Most of the food ends up in the garbage, he said – “So, if you want to eat, you really have to buy commissary.”

But because nearly everyone is supplementing their diet with commissary items, the inventory is always running low, he said. He described men bartering for food and reusing old milk cartons to make their own meals.

“On good food days, there was almost a collective cheer because there was something we could eat,” Elkins said. “Having lived through it now, myself, it’s no wonder people are bitter.”

That’s just related to the food. Elkins also described other inhumane conditions in the jail, which cleveland.com will be including in a future series with other firsthand accounts of life inside the jail, from staff and inmates. Contact reporter Kaitlin Durbin at kdurbin@cleveland.com to share your experience.

A higher standard

It’s not just inmates who are complaining about the food. During a September council meeting, 20-year corrections officer William Speight raised a number of concerns about conditions in the jail but specifically called the Trinity contract a “waste of taxpayer allocated funds.” He commended Turner for trying it herself.

“Inside that jail, the food is deplorable,” Speight said. “It’s going to get somebody hurt.”

Jail isn’t meant to be a luxury hotel with five-star menus, Turner told cleveland.com, but it also can’t be a form of torture. Jails house people awaiting trial, meaning they’re presumed innocent, and most will be returning to society eventually.

On the day of her visit, there were 1,664 people in the jail, she said. At least 75% of them had not been convicted of a crime, though nearly all faced felony charges. The remaining inmates either had municipal charges, were being held for other courts or were awaiting transfer to a treatment facility or prison, after being convicted.

While they wait, they deserve proper care, Turner said.

She expects the jail to serve nutritional food that tastes good. It shouldn’t have too much salt or preservatives, there should be more variety to support religious or cultural needs, and it should reflect the preferences of the mostly African American population, she said, which “culturally, we’re used to something different.”

“If we treat them like predators, if we institutionalize those values in them while they’re inside, what do we think they’re going to do when they come back out?” Turner asked.

Serving time is the punishment, she continued, “Why do we have to exacerbate that with terrible conditions, bad food and no privileges?”

+ + + + + + +

Resume the article about complaints over jail food, starting right after Turner's question about terrible conditions, bad food and no privileges.

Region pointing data

+ + + + + + +

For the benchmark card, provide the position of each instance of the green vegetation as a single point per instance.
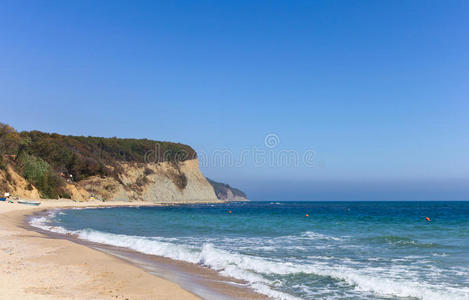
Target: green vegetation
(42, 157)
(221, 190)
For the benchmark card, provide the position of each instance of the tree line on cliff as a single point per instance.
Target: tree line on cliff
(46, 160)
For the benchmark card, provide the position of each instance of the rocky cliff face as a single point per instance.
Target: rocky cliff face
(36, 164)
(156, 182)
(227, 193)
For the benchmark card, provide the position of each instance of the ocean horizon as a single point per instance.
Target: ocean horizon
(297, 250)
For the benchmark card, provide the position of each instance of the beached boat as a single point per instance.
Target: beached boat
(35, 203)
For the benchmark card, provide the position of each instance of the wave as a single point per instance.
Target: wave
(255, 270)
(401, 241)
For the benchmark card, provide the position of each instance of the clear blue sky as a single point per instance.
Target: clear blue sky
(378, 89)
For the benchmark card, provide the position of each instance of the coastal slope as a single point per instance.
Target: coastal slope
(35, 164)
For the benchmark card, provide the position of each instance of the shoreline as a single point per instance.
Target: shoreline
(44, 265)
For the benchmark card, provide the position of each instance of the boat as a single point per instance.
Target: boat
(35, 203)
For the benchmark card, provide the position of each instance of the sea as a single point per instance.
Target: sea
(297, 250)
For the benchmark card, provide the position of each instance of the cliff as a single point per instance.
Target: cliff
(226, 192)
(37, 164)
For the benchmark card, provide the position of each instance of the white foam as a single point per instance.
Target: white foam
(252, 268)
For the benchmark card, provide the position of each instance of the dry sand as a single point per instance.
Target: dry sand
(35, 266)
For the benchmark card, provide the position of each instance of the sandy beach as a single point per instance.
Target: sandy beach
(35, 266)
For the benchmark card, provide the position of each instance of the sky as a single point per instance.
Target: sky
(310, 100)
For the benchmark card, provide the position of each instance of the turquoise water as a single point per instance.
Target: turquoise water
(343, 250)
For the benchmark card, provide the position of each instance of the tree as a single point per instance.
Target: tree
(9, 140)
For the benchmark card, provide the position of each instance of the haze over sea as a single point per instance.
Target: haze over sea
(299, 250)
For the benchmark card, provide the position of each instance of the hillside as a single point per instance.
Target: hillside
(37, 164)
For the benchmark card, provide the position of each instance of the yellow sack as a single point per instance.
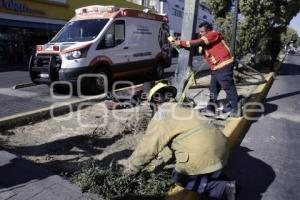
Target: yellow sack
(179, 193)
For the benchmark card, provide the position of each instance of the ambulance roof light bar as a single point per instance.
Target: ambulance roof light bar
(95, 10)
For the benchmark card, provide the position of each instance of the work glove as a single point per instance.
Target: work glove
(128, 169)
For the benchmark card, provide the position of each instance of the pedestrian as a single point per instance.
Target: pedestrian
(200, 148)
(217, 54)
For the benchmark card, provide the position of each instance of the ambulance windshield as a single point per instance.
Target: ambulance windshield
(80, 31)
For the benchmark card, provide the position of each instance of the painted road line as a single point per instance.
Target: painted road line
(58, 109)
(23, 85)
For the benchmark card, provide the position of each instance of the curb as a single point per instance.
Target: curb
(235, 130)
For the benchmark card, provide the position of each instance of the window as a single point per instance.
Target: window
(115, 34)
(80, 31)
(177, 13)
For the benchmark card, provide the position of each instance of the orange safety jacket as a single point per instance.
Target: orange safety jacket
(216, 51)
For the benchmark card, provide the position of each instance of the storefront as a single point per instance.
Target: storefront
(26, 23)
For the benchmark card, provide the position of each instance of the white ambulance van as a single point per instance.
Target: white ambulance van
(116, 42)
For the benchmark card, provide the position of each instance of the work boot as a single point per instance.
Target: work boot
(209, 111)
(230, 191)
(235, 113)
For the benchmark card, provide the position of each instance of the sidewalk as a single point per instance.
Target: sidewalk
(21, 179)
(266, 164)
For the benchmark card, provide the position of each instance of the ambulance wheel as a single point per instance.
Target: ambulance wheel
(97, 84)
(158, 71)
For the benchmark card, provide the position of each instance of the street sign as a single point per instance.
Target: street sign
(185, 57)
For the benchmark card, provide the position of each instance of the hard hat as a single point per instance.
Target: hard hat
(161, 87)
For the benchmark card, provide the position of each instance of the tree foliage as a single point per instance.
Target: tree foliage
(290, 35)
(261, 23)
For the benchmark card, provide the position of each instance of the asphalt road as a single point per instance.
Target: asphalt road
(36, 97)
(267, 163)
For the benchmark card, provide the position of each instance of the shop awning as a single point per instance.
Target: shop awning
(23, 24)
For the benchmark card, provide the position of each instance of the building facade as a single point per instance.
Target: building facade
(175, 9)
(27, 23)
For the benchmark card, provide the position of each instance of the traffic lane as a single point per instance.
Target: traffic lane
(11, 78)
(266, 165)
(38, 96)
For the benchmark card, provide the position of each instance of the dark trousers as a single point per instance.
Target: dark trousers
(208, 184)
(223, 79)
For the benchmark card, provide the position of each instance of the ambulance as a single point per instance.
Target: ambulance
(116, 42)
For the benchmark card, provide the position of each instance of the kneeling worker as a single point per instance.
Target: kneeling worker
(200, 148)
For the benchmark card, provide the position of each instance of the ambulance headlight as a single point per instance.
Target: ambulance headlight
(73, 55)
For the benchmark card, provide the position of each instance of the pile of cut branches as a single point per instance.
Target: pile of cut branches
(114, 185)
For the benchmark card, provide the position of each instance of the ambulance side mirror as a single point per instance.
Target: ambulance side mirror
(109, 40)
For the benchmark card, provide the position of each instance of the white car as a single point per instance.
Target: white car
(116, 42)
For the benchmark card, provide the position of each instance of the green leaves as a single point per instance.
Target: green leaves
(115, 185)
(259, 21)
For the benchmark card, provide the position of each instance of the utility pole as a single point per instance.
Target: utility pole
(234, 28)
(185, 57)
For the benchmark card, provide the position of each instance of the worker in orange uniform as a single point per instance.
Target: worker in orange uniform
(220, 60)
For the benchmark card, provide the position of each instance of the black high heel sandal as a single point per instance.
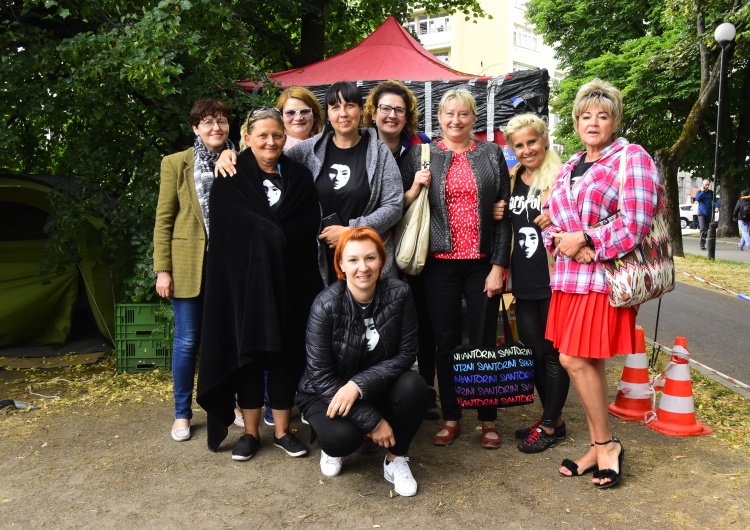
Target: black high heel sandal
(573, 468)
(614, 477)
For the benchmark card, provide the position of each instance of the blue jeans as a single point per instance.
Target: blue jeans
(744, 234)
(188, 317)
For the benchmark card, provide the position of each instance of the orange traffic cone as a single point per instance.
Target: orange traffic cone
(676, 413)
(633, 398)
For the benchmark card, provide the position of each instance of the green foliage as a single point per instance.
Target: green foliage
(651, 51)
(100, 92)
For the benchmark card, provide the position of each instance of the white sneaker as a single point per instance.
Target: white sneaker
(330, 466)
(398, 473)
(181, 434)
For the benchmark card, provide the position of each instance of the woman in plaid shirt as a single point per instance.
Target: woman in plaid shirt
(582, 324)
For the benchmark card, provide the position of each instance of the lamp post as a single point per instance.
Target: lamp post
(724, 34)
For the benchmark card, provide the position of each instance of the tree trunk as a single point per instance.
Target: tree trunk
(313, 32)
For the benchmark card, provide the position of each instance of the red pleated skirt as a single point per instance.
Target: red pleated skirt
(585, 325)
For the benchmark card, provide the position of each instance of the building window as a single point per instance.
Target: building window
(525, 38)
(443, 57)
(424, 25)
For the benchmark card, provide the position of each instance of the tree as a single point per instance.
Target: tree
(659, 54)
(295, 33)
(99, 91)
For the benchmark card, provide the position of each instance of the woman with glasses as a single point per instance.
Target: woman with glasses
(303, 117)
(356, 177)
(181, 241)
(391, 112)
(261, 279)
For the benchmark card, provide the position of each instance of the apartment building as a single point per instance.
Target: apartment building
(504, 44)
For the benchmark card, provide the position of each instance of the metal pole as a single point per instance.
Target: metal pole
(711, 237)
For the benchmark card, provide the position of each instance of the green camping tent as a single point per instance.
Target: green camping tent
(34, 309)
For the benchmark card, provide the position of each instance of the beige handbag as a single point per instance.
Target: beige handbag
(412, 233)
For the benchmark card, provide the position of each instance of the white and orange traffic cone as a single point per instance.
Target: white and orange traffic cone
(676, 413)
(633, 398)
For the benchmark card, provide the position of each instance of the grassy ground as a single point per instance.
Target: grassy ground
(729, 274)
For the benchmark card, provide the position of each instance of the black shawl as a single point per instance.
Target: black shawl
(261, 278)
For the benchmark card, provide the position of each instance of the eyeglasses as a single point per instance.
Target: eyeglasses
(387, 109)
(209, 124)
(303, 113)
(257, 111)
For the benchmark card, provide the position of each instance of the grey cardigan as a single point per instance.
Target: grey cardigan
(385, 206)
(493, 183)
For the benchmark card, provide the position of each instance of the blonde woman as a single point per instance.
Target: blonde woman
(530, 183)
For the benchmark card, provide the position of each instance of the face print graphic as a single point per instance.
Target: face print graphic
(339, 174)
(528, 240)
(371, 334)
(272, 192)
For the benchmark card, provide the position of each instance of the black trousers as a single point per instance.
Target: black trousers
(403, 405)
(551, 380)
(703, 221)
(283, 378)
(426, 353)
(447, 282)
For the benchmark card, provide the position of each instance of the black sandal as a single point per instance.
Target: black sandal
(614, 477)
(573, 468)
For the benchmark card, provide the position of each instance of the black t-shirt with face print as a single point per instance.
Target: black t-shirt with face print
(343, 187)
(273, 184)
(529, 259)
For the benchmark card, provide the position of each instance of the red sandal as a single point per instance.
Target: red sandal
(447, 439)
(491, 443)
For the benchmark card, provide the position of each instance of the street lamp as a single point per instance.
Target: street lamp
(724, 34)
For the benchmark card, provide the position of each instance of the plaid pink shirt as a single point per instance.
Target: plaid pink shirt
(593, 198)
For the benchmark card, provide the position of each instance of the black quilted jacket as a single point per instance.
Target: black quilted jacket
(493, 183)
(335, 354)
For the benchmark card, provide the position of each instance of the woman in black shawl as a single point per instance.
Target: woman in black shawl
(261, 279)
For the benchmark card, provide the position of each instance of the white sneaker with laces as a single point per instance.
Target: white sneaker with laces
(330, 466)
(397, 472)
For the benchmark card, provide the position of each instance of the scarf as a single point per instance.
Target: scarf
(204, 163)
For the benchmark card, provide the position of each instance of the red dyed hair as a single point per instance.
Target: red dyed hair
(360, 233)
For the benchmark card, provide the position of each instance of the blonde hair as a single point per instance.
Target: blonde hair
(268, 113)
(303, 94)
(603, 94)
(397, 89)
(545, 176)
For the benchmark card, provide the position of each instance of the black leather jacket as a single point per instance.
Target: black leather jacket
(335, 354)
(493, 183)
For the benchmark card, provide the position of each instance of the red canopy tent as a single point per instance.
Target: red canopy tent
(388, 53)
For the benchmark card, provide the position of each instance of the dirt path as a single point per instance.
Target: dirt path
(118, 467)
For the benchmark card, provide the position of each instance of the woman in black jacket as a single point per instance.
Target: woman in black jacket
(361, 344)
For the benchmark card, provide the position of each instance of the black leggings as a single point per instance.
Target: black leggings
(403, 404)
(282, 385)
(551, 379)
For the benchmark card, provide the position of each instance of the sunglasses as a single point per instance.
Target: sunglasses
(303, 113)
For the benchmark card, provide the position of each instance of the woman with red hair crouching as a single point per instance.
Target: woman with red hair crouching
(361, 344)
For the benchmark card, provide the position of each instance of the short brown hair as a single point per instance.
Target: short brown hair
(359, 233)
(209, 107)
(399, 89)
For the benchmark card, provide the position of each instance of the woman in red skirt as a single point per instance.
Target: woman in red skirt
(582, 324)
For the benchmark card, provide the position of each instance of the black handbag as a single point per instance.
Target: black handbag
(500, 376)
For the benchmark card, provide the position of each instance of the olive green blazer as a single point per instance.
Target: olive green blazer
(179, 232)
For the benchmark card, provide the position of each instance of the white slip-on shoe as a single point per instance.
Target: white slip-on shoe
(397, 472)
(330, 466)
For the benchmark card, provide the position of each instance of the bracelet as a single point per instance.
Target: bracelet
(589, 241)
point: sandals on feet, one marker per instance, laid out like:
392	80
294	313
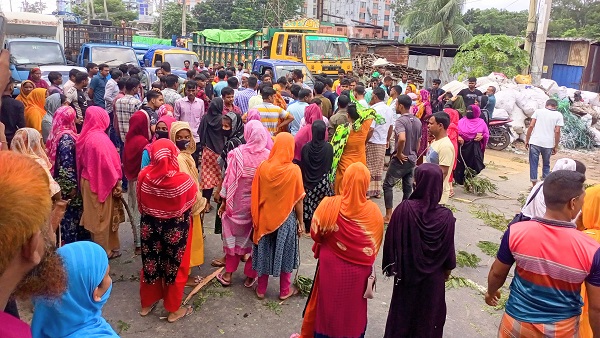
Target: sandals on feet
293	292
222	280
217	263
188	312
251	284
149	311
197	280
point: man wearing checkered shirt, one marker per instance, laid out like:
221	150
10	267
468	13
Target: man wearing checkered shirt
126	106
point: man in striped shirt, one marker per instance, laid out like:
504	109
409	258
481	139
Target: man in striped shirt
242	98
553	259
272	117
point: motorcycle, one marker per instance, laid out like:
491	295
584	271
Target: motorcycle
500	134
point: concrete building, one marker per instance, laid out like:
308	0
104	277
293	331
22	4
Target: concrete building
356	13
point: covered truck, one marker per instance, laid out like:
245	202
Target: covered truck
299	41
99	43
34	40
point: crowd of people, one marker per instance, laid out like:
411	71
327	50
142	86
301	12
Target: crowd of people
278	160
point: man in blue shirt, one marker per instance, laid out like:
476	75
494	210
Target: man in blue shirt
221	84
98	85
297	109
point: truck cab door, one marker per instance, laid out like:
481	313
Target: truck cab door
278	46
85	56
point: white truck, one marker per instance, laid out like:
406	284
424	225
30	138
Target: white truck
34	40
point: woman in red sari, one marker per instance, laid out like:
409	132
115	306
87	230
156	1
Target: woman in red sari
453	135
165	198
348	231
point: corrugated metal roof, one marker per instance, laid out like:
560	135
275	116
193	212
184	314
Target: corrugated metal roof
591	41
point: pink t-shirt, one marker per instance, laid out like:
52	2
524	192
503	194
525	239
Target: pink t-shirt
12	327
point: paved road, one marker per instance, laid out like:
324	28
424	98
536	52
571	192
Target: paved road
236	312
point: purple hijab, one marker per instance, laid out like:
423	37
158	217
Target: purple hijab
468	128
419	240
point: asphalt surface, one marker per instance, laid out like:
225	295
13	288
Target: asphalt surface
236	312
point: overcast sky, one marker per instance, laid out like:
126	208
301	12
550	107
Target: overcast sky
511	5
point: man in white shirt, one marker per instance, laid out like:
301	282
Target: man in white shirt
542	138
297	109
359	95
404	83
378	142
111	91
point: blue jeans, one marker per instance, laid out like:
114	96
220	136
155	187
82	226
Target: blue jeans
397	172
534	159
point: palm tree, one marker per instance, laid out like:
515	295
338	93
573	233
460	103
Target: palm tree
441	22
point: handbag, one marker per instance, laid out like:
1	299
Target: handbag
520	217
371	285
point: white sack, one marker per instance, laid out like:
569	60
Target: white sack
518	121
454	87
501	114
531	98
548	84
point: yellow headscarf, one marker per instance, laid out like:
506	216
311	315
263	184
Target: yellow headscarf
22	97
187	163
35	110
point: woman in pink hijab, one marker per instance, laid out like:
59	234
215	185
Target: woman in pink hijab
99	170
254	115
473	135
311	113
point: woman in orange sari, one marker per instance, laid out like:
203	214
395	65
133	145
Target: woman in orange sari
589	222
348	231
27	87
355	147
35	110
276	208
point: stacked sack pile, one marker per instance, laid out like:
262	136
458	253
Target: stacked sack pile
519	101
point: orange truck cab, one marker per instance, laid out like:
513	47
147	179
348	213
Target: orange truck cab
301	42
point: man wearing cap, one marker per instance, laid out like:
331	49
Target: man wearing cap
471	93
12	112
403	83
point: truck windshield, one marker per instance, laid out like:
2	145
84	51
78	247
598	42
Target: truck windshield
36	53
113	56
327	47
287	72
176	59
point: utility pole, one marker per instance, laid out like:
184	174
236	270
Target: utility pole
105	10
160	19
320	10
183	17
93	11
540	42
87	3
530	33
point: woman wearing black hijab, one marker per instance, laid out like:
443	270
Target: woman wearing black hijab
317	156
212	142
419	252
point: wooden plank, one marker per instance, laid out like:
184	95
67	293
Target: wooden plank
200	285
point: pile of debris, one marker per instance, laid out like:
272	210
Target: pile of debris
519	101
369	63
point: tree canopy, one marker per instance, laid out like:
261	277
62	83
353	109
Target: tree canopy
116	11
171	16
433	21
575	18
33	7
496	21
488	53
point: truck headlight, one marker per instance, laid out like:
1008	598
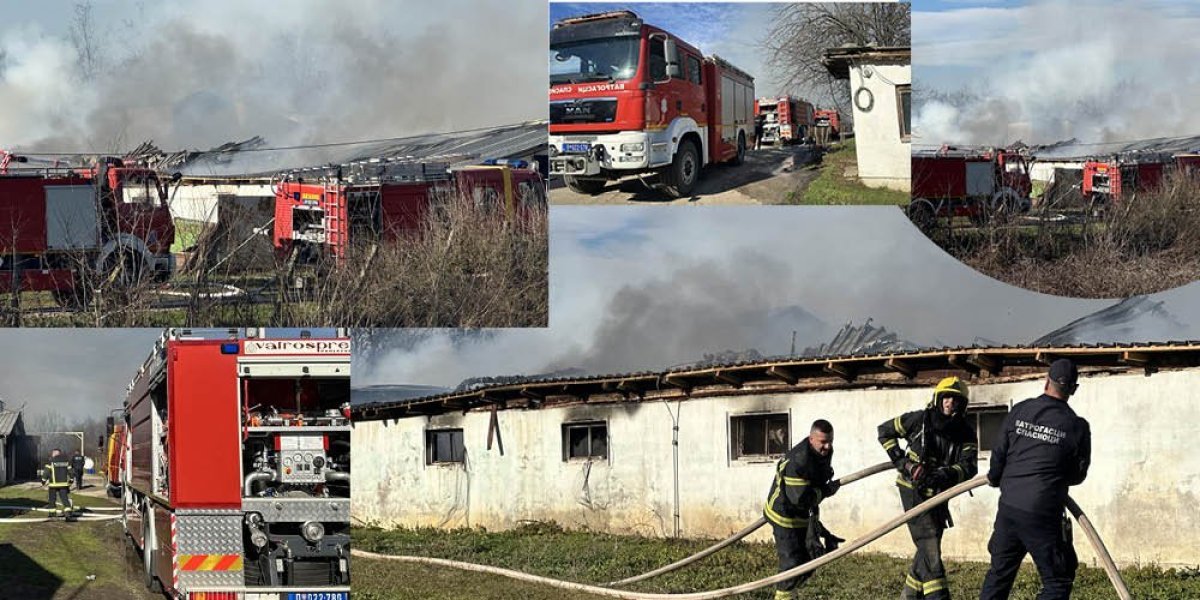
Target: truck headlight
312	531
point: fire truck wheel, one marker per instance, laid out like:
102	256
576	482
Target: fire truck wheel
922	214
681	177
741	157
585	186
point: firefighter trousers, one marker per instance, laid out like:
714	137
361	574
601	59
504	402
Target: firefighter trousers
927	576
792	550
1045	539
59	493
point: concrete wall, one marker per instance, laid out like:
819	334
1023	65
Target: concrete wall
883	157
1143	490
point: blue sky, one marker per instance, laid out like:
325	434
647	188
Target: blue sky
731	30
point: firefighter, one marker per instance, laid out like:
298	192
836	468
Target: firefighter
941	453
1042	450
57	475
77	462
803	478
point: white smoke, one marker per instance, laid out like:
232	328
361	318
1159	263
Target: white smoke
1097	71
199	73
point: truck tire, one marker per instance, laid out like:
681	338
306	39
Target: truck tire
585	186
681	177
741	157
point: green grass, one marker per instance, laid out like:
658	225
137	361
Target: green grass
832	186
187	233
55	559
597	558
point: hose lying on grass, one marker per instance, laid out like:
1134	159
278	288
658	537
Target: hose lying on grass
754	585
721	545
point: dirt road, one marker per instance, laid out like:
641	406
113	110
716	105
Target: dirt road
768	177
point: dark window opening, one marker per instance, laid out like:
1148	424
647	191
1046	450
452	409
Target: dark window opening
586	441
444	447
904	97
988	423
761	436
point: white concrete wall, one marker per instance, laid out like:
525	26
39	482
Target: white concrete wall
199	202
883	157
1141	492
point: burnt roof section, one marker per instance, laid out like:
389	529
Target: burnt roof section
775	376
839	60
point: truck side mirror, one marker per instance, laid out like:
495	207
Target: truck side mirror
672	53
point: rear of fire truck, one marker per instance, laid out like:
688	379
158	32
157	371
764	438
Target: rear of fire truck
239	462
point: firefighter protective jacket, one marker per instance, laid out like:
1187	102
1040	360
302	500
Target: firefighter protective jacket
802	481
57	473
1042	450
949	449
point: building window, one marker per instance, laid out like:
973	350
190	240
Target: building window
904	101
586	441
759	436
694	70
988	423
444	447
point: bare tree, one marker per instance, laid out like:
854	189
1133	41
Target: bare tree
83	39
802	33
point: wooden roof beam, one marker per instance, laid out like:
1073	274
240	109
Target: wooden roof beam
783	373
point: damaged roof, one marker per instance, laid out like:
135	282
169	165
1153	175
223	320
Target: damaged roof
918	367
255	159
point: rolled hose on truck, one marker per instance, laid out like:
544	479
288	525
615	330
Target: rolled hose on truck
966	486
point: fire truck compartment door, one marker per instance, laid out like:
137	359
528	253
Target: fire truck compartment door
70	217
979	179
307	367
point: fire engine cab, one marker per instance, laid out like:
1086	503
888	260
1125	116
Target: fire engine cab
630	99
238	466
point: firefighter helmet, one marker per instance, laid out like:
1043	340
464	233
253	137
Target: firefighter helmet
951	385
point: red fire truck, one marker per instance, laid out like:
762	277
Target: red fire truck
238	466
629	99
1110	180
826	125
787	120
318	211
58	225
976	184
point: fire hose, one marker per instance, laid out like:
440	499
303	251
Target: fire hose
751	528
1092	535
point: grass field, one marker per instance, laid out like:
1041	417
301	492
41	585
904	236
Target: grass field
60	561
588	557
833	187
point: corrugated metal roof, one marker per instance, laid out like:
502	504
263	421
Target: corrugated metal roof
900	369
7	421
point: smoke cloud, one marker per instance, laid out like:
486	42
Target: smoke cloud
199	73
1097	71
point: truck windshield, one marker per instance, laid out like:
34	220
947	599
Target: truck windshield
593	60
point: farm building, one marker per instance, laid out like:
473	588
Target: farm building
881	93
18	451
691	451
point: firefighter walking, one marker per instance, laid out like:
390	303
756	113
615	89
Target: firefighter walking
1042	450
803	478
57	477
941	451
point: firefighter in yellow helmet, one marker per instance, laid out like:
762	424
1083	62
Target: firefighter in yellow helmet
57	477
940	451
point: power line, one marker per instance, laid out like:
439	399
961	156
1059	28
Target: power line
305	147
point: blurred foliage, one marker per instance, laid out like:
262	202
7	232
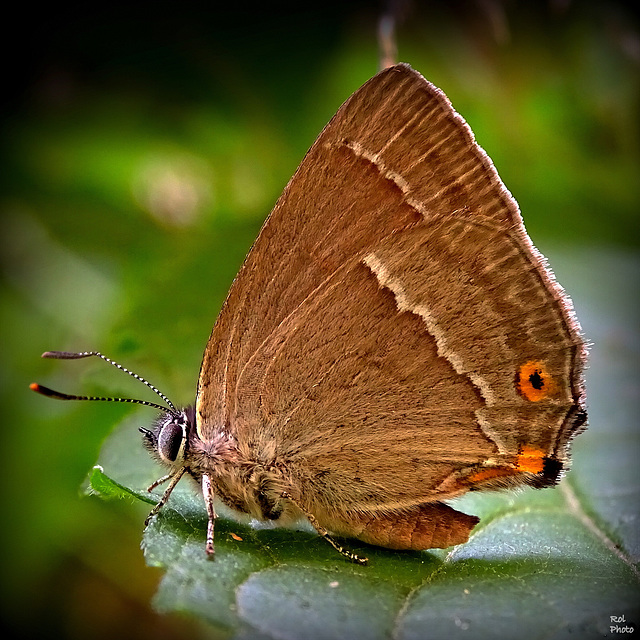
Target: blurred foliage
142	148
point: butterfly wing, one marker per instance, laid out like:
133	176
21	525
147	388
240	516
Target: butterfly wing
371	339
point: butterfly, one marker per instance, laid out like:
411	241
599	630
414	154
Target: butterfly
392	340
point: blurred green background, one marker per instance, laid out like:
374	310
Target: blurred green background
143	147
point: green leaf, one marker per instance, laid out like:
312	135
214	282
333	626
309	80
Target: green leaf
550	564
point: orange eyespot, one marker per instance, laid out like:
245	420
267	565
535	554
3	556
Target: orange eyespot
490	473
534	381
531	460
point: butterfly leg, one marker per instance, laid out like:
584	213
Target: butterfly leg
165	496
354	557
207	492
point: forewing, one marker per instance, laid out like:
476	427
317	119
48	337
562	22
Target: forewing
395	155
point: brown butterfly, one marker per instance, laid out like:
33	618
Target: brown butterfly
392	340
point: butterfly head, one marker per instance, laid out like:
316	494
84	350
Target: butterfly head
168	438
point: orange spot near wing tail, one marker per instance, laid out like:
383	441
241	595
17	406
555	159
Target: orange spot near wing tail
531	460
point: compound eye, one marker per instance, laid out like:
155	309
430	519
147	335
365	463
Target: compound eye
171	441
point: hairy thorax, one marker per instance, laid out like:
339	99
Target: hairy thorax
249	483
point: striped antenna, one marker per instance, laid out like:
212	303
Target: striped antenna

+ + + + + + +

• [ANSWER BOX]:
Other concerns

Bad food was just one of the problems Turner noted on her tour of the jail.

Just as concerning, she said, is the crumbling infrastructure, faulty plumbing, a lack of sunlight, inadequate medical and mental health facilities, recreation limitations, small cells, other state standard violations, a cramped intake garage, expensive employee parking, and a supply dock ramp so steep that trucks can’t use it for deliveries.

Individually, the problems seem easily fixable, she said, but when she adds them all up, they total a new jail.

Council is expected to vote this month on whether to buy the controversial property at 2700 Transport Road to become the future home for a new jail, and it’s weighing how long to extend the county’s quarter-percent sales tax to pay for it. Turner says she remains conflicted about what to do.

She hears from community members, corrections officers and judges who say they don’t want a new jail, she said, but she also hears others who do.

As a longtime activist, having marched with Black Lives Matter and advocated for equitable community resources to help disrupt the pipeline to jail, she said spending the now estimated $750 million on a new jail goes against her values – “I’m not uncaring, I’m not a person who wants to incarcerate people for a living...”

But after witnessing conditions in the current jail, building new also makes sense – “How many times do you patch a roof before you just replace the roof?” she questioned.

“It’s emotional, because I want to make the right decision,” Turner said, her voice catching. “I’m praying on it.”